Not only should you be emotionally ready to pounce, but be logistically ready as well. That means pulling together all your paperwork—bank statements, pre-approval letter, and any documents supporting proof of funds—while you’re house hunting.

  1. Offering your max pre-approved amount

Today’s sellers are often besieged by multiple suitors, and the successful buyer will be one who’s prepared for a bidding war. The best way to arm yourself for battle is to make sure you’ve got a strong financial arsenal. That means getting pre-approved (do this now, if you haven’t already) to show a seller you’re financially prepared to buy a home—their home.

When you make an offer, beware of submitting a price on your pre=approval that exactly matches the amount you were pre-approved for, says Chuck Silverston, principal at Unlimited Sotheby’s International Realty in Brookline, MA.

You want to show financial strength. It’s better to have an approval for the highest loan amount you are qualified for—the difference, will be your down payment.

An exact pre-approval could make a listing agent nervous because not only does the buyer not have any room to increase their offer if they are not the highest, they may look stretched on paper if the home doesn’t appraise.

  1. Using an obscure lender

Also consider using a well-known local mortgage lender or bank. But before you do, be sure and speak with us. Many agents are leery of certain lenders. You’ll want to make sure your lender has as strong a reputation as that of your agent for closing transactions. Choosing an out-of-area lender could worsen the likelihood of your offer being accepted.

  1. Having unnecessary contingencies. We wrote an in-depth article about just how much having a contingency in your offer could cost you. If a buyer is nervous enough to want to back out of a deal on a contingency, that is sufficient reason for a seller to be nervous as well. By adding a contingency to their offer, the buyer is shifting the risk of an unknown to the seller, instead of absorbing it themselves. Better to pay for your own additional inspection if you need one prior to delivering your offer, so it’s not contingent upon it. If the contingency is for the appraisal, understand that you are liable for only 80% of the difference. Want to make your offer really stand out? Increase the down payment from 20% to 25% and the seller will feel much more comfortable—especially in a bidding frenzy where the home is selling for far over the asking price. Why? Because it will have to appraise for far less.

If you want the full explanation, read this article we did on how to calculate an appraisal value for you home.

  1. Letting outsiders sway your offer

When you’re buying a home, you probably want a second opinion. And what you’ll probably get is more like a third, fourth, fifth and so on. We get it. But beware of letting these people—who mean well but probably haven’t seen the many, many other homes you’ve seen—influence your offer.

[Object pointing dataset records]
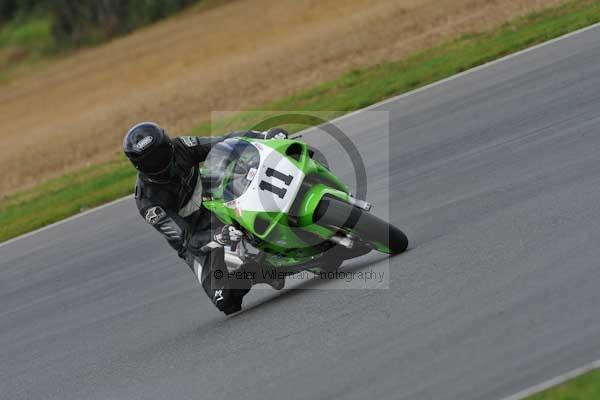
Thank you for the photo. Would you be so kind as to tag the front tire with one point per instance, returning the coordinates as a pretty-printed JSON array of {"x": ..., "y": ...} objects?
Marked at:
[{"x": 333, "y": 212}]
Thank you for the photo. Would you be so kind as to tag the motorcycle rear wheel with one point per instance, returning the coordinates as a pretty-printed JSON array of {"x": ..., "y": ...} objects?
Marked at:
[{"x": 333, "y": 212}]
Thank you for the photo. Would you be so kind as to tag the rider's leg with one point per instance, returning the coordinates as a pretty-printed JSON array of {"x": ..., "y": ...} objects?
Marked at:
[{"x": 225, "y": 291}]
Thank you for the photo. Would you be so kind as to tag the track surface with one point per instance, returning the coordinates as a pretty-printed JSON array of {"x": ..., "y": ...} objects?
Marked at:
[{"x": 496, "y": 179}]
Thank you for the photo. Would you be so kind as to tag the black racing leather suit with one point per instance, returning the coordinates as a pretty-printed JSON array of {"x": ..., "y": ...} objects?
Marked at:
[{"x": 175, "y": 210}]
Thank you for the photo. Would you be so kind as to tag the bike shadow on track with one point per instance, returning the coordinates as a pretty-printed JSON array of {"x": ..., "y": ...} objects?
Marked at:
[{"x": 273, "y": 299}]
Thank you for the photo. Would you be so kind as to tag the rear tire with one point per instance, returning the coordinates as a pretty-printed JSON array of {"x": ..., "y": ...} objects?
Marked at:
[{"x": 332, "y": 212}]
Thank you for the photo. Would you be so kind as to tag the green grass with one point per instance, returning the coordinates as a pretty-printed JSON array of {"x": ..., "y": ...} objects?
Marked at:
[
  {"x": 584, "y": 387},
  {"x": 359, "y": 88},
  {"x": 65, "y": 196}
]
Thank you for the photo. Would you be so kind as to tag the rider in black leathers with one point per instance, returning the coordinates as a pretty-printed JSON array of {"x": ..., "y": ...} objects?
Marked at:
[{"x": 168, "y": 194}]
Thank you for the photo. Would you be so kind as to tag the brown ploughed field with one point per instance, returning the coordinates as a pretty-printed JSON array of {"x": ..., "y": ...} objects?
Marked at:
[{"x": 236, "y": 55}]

--

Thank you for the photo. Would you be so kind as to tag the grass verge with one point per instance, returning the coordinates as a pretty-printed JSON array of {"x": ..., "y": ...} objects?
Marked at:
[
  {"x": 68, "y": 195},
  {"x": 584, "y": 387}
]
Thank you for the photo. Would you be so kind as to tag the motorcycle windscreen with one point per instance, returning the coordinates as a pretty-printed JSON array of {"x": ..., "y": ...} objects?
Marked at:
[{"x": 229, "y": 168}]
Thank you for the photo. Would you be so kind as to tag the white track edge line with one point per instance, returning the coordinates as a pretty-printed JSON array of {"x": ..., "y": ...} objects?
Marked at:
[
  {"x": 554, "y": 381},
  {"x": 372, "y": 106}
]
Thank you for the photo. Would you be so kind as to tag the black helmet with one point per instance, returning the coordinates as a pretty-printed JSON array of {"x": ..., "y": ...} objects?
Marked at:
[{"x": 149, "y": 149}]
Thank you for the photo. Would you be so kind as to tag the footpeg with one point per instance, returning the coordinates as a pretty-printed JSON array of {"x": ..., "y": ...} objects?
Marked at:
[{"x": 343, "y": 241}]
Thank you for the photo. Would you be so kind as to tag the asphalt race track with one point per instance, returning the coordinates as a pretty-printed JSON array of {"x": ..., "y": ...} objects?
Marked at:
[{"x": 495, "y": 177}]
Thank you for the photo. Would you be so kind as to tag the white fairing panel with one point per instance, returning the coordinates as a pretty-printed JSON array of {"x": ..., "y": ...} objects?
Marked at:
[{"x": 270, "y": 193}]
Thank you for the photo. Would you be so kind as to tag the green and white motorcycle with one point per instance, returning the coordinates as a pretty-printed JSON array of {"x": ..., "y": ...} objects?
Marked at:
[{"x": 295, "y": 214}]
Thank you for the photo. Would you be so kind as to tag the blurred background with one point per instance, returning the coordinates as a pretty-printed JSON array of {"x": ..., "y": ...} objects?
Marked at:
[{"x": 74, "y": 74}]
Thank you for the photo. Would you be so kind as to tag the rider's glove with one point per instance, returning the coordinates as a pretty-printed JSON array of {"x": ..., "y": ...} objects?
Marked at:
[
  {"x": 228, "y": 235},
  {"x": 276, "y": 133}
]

- TASK STATEMENT
Reproduce the stretch of the home-offer advice text from "You want to" through "your down payment.", word for word.

- RESPONSE TO THIS TASK
You want to show financial strength. It’s better to have an approval for the highest loan amount you are qualified for—the difference, will be your down payment.